SELECTED PASSAGE:
Wykład gościnny w języku angielskim: 100 Years of America’s Relations with Central and Eastern Europe 3620-MGR1-WG-YARCEE
1. First Draft of the American Century: Wilson’s 14 Points, a New Europe, and Failure at Versailles
• Context and content of the 14 Points: America’s first attempt at Grand Strategy.
• 14 Points and the outline of European security.
o General framework of rules-based order.
o Specific settlements: Russia, Central Europe, Poland.
• Conceptual underpinnings of the 14 Points.
o Break with European balance of power politics.
o Rules based, democratic world order.
o No conceptual split between Western and Eastern/Central Europe.
o Walter Lippmann as drafter and exponent. (Lippmann has perhaps most important American foreign policy thinker of the 20th century, from WWI through Cold War.)
• The 14 Points encounter reality at Versailles. Clemenceau’s alternative. Three failures.
o Central Europe and the complexities of “self-determination” on the ground.
o Germany and reparations
o American withdrawal from Europe: failure of ratification of the League of Nations Treaty in the US Senate.
2. The Road to Yalta
• Roosevelt’s failure and the contrast with the 14 points.
o We cannot defeat Hitler without Stalin’s help, and we accept the consequences.
• Isolationism
o Sources: populist, leftist, disillusion after Versailles.
o Walter Lippmann accepts isolationism.
o Neutrality Acts cripple America.
o Kellogg-Briand Pact and policy of gestures.
• Strategic vacuum
o Roosevelt’s failed attempts to take on isolationism.
o Alternatives to American leadership: France and the Little Entente.
• War.
o The Fall of France (not the Fall of Poland) shakes the establishment. Lippmann turns from isolationism (too late).

TASK REQUIREMENTS:
a) In the course outline on America's relations with Central and Eastern Europe, which fall, rather than the Fall of Poland, shakes the establishment?
b) Please pick up the course outline on America's relations with Central and Eastern Europe after its final line and write the next few points.

DATA SUPPLIED:
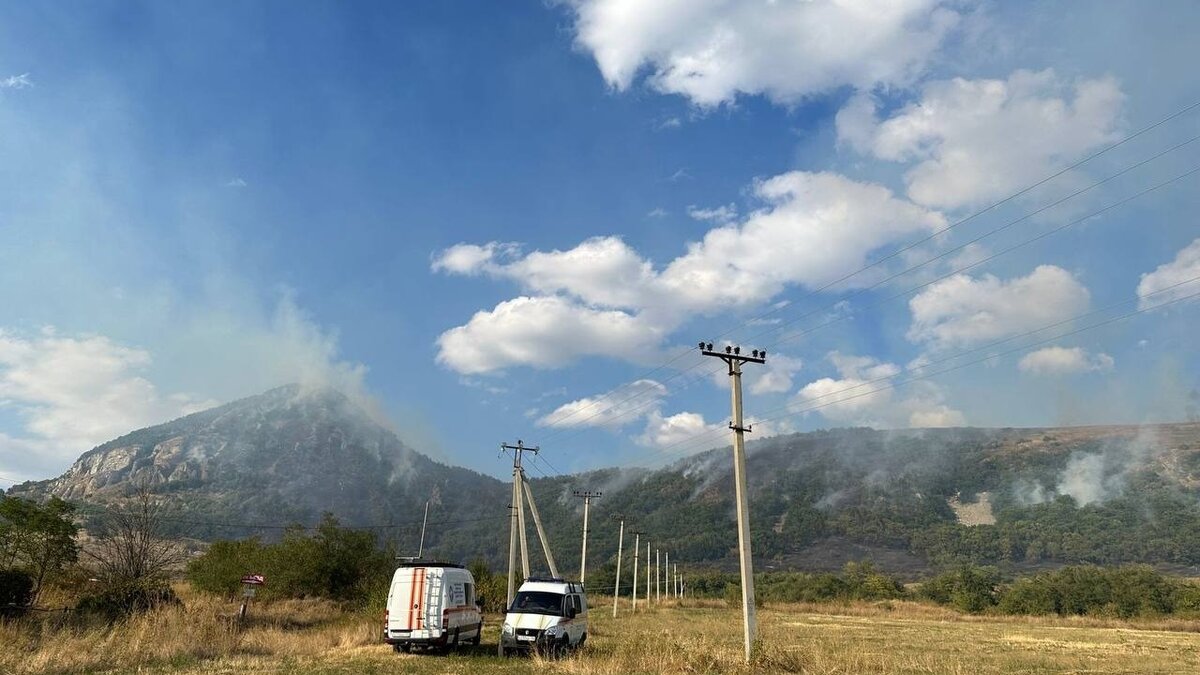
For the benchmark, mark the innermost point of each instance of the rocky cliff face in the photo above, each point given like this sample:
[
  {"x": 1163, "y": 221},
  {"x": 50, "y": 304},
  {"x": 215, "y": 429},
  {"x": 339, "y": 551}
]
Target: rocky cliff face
[{"x": 285, "y": 455}]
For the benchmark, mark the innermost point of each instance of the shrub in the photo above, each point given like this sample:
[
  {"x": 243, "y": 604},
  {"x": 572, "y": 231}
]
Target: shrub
[
  {"x": 16, "y": 591},
  {"x": 966, "y": 589},
  {"x": 334, "y": 562},
  {"x": 1125, "y": 591},
  {"x": 118, "y": 601}
]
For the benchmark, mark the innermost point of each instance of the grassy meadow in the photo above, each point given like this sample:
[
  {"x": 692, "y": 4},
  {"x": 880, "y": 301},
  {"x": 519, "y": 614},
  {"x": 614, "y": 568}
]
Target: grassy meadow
[{"x": 685, "y": 637}]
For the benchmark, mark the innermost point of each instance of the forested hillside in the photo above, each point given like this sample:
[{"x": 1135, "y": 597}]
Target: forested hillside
[{"x": 901, "y": 499}]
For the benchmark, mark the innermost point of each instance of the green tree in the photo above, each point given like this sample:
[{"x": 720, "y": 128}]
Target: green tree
[{"x": 36, "y": 538}]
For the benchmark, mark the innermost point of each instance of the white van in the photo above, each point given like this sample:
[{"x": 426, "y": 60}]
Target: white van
[
  {"x": 431, "y": 605},
  {"x": 549, "y": 615}
]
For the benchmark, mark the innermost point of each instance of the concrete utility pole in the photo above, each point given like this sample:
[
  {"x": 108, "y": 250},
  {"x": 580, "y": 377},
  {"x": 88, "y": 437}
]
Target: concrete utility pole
[
  {"x": 666, "y": 573},
  {"x": 616, "y": 589},
  {"x": 517, "y": 520},
  {"x": 541, "y": 532},
  {"x": 733, "y": 358},
  {"x": 587, "y": 496},
  {"x": 658, "y": 577},
  {"x": 637, "y": 545},
  {"x": 425, "y": 521},
  {"x": 648, "y": 585}
]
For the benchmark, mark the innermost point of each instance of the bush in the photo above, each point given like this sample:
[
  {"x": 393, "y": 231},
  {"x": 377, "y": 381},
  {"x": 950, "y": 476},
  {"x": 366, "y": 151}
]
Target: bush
[
  {"x": 16, "y": 591},
  {"x": 334, "y": 562},
  {"x": 118, "y": 601},
  {"x": 491, "y": 589},
  {"x": 1085, "y": 590},
  {"x": 966, "y": 589}
]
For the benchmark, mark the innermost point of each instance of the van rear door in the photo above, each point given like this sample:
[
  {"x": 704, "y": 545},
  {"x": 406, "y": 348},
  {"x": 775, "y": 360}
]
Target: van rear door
[{"x": 406, "y": 602}]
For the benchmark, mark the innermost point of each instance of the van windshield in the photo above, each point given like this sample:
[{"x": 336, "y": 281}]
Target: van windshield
[{"x": 538, "y": 602}]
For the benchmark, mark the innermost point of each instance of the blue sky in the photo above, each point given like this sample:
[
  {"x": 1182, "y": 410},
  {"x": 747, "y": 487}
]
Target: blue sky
[{"x": 497, "y": 221}]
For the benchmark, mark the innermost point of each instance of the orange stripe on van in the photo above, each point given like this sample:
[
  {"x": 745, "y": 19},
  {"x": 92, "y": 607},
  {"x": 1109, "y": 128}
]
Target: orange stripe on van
[
  {"x": 420, "y": 596},
  {"x": 412, "y": 595}
]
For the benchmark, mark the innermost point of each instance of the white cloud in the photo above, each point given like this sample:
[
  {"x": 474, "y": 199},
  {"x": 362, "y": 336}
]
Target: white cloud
[
  {"x": 814, "y": 227},
  {"x": 471, "y": 258},
  {"x": 977, "y": 141},
  {"x": 964, "y": 310},
  {"x": 717, "y": 214},
  {"x": 775, "y": 376},
  {"x": 545, "y": 332},
  {"x": 667, "y": 432},
  {"x": 862, "y": 395},
  {"x": 1063, "y": 360},
  {"x": 1152, "y": 290},
  {"x": 603, "y": 270},
  {"x": 17, "y": 82},
  {"x": 77, "y": 392},
  {"x": 617, "y": 407},
  {"x": 811, "y": 228},
  {"x": 712, "y": 51}
]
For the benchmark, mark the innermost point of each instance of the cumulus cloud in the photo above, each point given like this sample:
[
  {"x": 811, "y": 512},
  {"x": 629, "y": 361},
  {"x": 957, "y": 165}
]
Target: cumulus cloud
[
  {"x": 964, "y": 310},
  {"x": 715, "y": 214},
  {"x": 73, "y": 393},
  {"x": 1168, "y": 281},
  {"x": 667, "y": 432},
  {"x": 471, "y": 258},
  {"x": 712, "y": 51},
  {"x": 859, "y": 396},
  {"x": 544, "y": 332},
  {"x": 775, "y": 377},
  {"x": 17, "y": 82},
  {"x": 973, "y": 141},
  {"x": 1063, "y": 360},
  {"x": 814, "y": 227},
  {"x": 810, "y": 228},
  {"x": 616, "y": 408}
]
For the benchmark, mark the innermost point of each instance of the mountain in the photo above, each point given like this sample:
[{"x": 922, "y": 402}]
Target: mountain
[
  {"x": 909, "y": 500},
  {"x": 915, "y": 500},
  {"x": 282, "y": 457}
]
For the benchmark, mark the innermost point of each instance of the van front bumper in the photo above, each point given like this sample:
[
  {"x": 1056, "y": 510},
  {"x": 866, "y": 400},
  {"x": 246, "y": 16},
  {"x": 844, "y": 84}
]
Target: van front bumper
[
  {"x": 528, "y": 639},
  {"x": 418, "y": 638}
]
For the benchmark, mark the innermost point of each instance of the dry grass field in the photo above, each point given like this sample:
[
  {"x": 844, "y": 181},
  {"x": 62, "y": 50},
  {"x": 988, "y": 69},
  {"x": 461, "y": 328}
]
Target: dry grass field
[{"x": 317, "y": 637}]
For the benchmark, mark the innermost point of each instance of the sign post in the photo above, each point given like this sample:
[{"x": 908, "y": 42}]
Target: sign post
[{"x": 250, "y": 583}]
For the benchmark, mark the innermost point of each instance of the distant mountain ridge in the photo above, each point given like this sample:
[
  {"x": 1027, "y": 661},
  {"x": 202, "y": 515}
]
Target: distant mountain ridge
[
  {"x": 286, "y": 455},
  {"x": 907, "y": 499}
]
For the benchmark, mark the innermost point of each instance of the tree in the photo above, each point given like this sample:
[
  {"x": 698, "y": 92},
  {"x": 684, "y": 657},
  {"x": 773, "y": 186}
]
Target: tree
[
  {"x": 37, "y": 538},
  {"x": 131, "y": 548}
]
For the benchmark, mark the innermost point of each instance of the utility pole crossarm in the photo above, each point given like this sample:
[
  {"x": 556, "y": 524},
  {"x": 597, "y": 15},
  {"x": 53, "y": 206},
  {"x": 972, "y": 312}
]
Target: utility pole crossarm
[
  {"x": 587, "y": 496},
  {"x": 733, "y": 357}
]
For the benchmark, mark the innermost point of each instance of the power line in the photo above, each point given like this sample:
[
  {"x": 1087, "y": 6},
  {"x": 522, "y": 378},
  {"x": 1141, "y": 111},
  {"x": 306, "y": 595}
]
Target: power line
[
  {"x": 889, "y": 256},
  {"x": 1001, "y": 228},
  {"x": 964, "y": 268},
  {"x": 101, "y": 509},
  {"x": 930, "y": 375}
]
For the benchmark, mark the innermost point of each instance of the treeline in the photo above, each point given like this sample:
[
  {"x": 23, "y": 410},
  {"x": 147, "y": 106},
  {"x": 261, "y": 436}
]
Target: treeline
[
  {"x": 329, "y": 561},
  {"x": 1125, "y": 592}
]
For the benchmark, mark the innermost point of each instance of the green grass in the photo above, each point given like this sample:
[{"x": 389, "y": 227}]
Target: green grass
[{"x": 893, "y": 638}]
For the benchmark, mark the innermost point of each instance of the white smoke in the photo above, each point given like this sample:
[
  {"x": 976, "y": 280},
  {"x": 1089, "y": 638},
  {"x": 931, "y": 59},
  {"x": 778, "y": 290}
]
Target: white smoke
[{"x": 1095, "y": 477}]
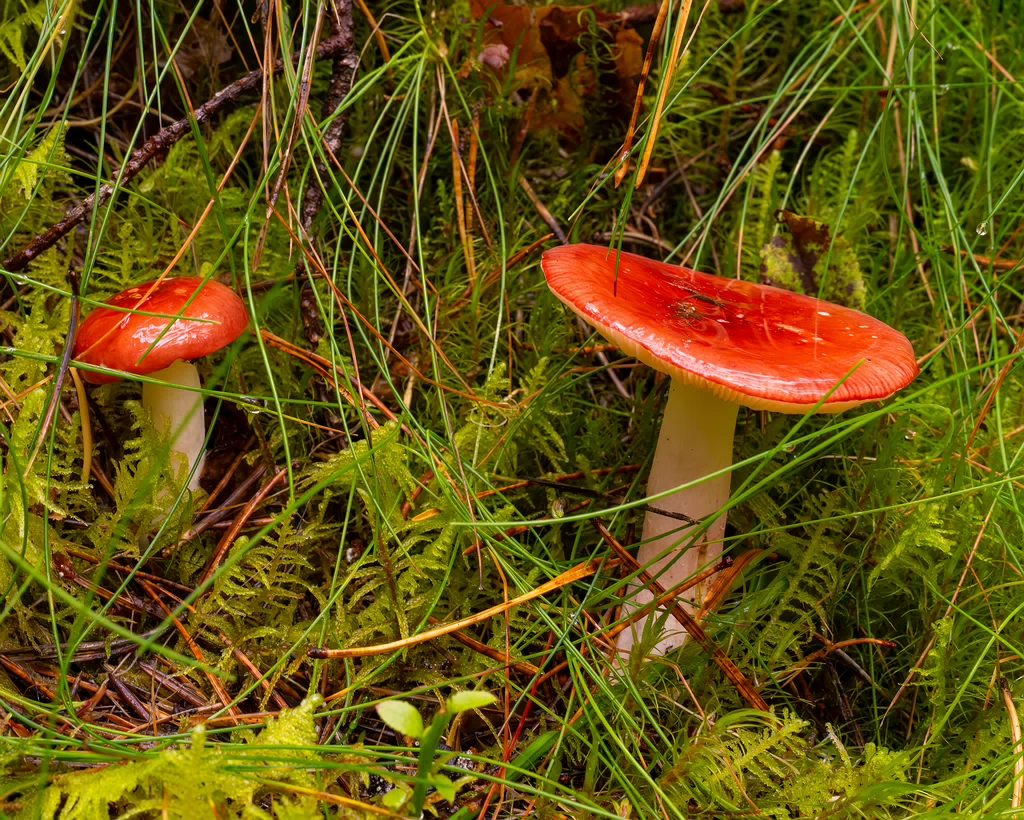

THE REPLIES:
a) The Fall of France.

b)
o Wells Declaration re the Baltics.
o The American First Committee and right-wing isolationism.
o Roosevelt finally moves: the Atlantic Charter, based on strategic underpinnings of the 14 Points.
o Pearl Harbor and America enters the war.
• Consequences.
o Military dilemma of liberating Europe from the West alone.
o Lippmann turns to “Realism” and spheres-of-influence.
o Tehran and loss of potential American leverage.
o The policy of empty hope: FDR and Churchill send Mikolajczyk to Moscow, and Stalin dismisses him. George Kennan’s forebodings.
o Yalta’s Declaration of Liberated Europe: applies Atlantic Charter but in soft language.
3. Establishing the Cold War Consensus
• The decision to draw a line.
o After Yalta, FDR and Churchill keep pressing Stalin on Poland, and learn of Stalin’s intentions.
• Drawing conclusions.
o Kennan’s Long Telegram and Churchill’s Iron Curtain speech
o Alternatives: Henry Wallace’s sentimentality, Acheson’s hard line, Lippmann’s realism.
o The Czech coup and Truman tries the hard line.
• Eastern Europe and the emergence of Cold War “Realism”
o Limits of “Liberation” (of Central and Eastern Europe).
o Lippmann defines limited goals (implicitly surrendering Europe east of the Iron Curtain).
o 1956/Hungary, 1961/Berlin: liberation in theory, “Realism” in practice.
o Lyndon Johnson and “Bridge Building”: operationalizing “Realism” or a realistic tactic?
o 1968 and Czechoslovakia: implications of “Realism”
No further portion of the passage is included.